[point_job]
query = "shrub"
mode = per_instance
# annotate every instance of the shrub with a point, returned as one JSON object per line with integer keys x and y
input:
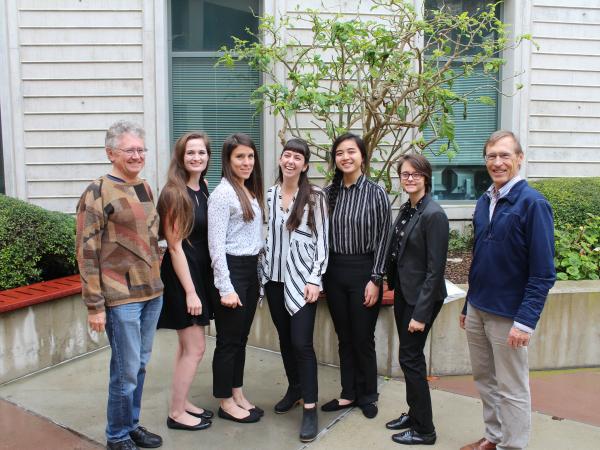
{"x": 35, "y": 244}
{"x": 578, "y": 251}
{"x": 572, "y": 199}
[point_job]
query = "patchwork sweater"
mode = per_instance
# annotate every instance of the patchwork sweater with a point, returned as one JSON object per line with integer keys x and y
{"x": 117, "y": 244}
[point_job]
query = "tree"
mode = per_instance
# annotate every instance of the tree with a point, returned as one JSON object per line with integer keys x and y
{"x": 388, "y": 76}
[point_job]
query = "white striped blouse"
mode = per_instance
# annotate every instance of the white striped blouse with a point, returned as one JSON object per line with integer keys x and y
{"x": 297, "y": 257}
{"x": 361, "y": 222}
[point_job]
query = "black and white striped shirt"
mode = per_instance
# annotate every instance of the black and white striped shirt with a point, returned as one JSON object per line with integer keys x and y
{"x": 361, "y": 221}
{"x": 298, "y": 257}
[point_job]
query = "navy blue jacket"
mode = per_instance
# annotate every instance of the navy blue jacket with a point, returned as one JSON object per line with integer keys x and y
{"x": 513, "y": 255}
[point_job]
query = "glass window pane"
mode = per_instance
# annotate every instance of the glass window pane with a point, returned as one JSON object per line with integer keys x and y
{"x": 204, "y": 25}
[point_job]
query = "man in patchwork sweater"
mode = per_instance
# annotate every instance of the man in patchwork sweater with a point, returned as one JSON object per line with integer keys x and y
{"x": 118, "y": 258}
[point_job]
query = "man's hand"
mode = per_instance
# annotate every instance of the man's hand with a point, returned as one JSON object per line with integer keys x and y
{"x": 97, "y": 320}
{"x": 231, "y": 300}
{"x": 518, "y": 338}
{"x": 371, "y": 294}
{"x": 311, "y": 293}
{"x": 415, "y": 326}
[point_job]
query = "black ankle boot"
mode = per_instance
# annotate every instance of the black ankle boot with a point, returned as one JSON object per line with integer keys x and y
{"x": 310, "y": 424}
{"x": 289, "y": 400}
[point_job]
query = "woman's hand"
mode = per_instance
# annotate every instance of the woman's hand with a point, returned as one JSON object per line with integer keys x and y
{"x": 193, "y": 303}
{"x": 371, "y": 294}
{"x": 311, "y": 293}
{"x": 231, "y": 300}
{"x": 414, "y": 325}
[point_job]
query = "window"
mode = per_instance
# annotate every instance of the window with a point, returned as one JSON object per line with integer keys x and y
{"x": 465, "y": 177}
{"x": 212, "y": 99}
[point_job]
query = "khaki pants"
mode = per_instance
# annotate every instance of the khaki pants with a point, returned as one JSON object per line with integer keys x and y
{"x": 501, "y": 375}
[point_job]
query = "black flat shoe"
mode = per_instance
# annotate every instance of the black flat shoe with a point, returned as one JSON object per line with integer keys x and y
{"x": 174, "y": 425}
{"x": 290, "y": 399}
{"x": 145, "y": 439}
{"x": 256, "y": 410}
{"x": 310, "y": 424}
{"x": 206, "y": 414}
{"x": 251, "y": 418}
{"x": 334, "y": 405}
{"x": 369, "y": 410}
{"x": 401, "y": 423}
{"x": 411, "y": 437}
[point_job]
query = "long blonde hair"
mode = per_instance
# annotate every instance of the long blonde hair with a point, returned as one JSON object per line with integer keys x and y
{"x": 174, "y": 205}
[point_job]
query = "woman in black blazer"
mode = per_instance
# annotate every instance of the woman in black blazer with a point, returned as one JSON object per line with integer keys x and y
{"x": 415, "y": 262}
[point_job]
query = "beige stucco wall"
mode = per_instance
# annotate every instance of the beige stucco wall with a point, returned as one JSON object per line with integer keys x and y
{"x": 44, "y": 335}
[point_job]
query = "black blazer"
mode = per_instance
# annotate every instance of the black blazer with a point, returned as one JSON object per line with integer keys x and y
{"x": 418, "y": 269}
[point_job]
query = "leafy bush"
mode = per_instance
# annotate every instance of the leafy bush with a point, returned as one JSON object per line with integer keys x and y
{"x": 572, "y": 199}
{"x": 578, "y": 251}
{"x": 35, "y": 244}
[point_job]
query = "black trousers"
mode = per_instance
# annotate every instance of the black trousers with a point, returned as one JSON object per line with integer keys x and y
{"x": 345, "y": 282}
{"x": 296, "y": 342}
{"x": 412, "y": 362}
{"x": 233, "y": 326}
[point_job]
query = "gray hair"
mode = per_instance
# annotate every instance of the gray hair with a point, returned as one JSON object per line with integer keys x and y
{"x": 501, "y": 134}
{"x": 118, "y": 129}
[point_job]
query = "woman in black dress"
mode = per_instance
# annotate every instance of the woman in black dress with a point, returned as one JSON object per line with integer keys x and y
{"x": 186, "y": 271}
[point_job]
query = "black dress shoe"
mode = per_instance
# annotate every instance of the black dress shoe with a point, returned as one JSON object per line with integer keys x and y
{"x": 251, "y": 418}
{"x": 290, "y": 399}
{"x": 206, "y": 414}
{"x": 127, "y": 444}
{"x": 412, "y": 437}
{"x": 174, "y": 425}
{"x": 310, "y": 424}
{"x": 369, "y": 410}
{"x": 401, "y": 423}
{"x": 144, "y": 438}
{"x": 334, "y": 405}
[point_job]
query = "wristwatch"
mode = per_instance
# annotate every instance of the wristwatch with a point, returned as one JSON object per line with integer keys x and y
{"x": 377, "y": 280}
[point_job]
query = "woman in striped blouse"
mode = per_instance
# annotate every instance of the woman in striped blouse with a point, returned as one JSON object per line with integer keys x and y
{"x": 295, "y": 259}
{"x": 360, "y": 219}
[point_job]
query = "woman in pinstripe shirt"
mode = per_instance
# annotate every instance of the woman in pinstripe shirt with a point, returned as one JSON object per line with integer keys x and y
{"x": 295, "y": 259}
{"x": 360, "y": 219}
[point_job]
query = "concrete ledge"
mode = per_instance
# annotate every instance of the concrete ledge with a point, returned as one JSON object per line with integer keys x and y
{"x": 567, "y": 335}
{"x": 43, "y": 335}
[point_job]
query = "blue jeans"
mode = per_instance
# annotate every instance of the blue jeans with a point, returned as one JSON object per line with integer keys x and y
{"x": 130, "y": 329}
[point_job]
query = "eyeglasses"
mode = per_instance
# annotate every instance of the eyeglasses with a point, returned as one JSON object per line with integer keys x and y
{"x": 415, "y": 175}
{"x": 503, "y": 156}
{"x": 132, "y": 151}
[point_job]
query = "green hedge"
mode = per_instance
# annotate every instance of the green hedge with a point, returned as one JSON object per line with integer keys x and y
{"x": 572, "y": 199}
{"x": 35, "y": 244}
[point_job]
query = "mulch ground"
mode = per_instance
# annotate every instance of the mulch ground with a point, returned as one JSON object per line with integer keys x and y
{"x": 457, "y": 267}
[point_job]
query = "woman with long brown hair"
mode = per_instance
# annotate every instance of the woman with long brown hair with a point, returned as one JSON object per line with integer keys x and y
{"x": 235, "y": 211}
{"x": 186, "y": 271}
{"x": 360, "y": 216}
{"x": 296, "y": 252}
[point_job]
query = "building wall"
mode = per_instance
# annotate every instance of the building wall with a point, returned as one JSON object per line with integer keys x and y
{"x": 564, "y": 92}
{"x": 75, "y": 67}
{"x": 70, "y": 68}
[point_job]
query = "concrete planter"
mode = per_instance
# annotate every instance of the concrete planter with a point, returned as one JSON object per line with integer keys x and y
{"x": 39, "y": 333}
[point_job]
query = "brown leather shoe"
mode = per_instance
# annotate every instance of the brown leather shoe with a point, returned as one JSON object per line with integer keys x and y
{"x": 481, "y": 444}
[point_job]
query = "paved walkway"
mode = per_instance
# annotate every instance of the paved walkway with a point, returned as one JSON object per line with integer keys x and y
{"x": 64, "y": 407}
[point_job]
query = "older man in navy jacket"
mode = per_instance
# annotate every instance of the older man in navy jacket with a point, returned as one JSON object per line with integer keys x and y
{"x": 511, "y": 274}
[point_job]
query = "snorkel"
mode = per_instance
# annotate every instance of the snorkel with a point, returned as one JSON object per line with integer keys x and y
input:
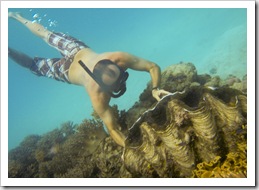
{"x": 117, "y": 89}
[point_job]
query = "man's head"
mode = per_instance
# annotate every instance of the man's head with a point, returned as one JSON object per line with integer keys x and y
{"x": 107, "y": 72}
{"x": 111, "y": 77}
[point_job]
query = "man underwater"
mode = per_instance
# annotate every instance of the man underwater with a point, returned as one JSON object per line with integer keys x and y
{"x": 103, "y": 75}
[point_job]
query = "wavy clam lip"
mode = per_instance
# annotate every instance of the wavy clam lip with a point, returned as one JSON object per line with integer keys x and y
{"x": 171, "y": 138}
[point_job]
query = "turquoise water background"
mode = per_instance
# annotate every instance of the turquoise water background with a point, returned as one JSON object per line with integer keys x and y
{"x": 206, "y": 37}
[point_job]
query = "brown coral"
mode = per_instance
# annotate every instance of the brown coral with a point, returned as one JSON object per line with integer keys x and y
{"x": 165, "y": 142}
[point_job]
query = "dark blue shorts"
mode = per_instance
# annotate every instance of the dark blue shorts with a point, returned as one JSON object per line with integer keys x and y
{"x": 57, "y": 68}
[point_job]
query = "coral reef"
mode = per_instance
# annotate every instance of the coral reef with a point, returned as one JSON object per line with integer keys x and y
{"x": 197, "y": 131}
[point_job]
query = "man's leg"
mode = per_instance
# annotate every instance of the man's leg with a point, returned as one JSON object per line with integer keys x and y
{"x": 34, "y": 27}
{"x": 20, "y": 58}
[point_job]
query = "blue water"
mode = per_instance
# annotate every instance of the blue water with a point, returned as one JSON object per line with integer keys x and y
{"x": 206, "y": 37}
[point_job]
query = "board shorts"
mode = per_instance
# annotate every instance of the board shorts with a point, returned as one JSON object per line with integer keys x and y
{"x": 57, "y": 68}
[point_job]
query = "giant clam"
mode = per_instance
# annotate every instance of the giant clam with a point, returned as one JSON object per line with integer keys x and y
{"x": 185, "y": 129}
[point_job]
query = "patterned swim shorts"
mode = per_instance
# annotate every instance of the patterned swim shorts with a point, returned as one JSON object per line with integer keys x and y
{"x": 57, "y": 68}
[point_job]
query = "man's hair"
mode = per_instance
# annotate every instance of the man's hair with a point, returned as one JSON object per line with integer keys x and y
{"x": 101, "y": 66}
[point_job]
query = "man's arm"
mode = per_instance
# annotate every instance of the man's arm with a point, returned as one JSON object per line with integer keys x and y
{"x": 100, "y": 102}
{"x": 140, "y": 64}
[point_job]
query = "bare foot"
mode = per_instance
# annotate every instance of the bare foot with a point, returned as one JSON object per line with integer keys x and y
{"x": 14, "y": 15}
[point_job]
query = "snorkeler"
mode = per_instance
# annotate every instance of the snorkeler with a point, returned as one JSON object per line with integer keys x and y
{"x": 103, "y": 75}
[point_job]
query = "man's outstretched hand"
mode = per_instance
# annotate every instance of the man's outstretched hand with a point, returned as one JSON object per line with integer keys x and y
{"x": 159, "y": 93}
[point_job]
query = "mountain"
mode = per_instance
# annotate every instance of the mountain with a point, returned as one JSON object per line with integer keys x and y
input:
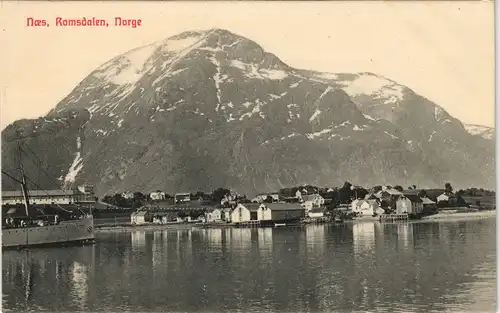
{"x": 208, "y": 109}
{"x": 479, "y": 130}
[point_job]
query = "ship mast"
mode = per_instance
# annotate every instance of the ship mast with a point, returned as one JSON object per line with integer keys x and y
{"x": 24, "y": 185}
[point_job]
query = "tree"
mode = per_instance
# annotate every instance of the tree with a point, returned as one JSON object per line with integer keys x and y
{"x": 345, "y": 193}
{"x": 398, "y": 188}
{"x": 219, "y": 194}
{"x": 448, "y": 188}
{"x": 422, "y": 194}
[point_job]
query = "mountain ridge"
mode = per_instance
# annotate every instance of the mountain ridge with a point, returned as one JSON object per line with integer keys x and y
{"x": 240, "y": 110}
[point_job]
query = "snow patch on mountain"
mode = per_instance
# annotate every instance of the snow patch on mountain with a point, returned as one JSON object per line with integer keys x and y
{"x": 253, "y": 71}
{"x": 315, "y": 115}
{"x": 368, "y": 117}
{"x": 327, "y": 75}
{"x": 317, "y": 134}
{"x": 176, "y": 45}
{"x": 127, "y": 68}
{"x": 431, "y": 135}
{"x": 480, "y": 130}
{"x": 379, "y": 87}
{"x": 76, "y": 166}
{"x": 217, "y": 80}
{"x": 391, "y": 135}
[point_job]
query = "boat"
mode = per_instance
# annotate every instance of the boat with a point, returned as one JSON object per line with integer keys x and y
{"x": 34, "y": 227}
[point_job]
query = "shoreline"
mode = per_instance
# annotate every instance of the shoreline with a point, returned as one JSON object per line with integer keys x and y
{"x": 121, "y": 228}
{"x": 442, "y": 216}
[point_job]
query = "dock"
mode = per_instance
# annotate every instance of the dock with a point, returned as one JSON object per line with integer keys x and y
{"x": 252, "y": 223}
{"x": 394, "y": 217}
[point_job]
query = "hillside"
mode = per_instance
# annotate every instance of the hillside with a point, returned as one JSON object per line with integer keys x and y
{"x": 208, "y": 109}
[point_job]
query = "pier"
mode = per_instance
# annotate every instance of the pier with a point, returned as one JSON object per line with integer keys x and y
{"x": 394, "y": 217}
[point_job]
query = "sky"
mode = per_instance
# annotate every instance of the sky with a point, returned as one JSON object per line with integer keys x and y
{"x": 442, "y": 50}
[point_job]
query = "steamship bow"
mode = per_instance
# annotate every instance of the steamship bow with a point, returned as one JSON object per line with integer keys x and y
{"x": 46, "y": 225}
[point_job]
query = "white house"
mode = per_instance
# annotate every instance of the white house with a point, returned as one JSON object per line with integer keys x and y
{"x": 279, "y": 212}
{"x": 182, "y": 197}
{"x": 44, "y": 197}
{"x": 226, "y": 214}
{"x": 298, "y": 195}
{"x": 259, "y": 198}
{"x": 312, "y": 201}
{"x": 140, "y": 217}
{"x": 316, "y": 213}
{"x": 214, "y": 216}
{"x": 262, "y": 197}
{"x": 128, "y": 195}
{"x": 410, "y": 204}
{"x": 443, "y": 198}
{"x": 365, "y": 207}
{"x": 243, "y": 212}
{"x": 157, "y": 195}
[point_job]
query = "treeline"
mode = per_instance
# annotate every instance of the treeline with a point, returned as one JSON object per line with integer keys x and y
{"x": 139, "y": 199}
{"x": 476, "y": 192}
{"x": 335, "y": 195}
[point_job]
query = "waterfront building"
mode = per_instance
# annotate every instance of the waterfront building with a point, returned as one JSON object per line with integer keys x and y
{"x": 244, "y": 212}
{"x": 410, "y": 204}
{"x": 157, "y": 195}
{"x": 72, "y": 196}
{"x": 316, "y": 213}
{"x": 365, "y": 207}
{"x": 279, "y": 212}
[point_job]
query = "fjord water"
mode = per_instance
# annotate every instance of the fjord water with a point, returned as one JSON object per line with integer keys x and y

▶ [Exercise directions]:
Locate the word "fjord" in the records above, and return each line that has it.

▶ [Answer space]:
query = "fjord water"
# annotate every instance of the fjord water with a point, returned as one JSON object per line with integer keys x and y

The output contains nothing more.